_Exercise description_. Copy the records below starting at the line that contains "Wildlife-tally request: point out every instance of the dense" and continuing through the end of the records, changing "dense foliage" to "thick foliage" and leaving everything else as it is.

(Stored dataset items)
****************

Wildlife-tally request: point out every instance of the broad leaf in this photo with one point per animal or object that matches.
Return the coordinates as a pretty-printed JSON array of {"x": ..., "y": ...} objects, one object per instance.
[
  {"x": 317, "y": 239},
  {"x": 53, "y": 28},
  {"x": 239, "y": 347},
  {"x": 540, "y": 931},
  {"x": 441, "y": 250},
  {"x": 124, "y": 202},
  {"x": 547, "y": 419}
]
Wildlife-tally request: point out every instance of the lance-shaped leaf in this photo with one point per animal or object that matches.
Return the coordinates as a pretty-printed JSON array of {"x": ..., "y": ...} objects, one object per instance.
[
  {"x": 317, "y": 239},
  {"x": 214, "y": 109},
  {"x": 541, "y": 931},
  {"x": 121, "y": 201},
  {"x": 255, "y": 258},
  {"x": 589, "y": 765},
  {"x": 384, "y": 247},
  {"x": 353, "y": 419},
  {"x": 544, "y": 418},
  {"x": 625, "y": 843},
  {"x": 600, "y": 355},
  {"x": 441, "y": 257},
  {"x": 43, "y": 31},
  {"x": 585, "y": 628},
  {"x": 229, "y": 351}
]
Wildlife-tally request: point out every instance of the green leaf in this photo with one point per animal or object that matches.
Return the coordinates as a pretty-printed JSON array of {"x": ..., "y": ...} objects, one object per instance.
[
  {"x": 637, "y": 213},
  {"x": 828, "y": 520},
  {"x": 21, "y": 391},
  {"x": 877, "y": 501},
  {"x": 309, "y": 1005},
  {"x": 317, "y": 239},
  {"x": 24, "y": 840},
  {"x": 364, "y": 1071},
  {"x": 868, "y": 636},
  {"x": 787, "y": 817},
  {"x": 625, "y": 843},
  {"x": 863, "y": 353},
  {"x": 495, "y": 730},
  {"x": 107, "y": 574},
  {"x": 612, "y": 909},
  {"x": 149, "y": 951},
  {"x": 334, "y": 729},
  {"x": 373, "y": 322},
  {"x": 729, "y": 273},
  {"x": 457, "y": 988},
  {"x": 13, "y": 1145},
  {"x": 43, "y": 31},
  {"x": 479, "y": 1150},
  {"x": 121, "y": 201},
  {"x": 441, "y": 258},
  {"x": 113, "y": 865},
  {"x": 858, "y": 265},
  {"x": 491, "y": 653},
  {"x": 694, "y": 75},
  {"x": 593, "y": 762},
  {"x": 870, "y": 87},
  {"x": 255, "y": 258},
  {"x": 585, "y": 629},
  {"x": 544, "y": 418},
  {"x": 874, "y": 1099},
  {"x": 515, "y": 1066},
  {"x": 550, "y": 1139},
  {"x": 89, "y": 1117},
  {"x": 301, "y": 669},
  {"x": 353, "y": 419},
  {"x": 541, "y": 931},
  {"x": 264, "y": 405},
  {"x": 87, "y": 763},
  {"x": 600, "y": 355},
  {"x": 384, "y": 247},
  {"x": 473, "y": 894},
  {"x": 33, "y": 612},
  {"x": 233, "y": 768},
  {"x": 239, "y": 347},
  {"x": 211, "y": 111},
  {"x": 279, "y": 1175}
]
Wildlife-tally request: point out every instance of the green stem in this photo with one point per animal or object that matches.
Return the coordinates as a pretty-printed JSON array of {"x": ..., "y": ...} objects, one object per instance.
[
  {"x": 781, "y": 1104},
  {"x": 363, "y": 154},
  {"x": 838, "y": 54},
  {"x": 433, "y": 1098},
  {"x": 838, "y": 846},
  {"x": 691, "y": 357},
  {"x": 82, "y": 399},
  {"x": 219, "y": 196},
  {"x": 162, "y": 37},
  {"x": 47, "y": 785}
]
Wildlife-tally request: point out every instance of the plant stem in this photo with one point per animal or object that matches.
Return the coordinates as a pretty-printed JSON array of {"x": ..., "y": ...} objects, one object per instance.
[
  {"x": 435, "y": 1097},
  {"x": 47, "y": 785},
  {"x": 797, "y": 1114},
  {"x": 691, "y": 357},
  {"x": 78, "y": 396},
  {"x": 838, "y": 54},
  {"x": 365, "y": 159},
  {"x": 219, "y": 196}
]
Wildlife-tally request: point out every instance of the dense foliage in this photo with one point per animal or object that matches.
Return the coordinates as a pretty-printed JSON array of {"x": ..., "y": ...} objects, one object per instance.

****************

_Solved problem_.
Wildlife-tally request: point out every instance of the thick foliage in this photo with one point per animal or object that matches.
Return the coordinates as a pretty-printed JSON array of {"x": ..., "y": ...} objects, one object per instance.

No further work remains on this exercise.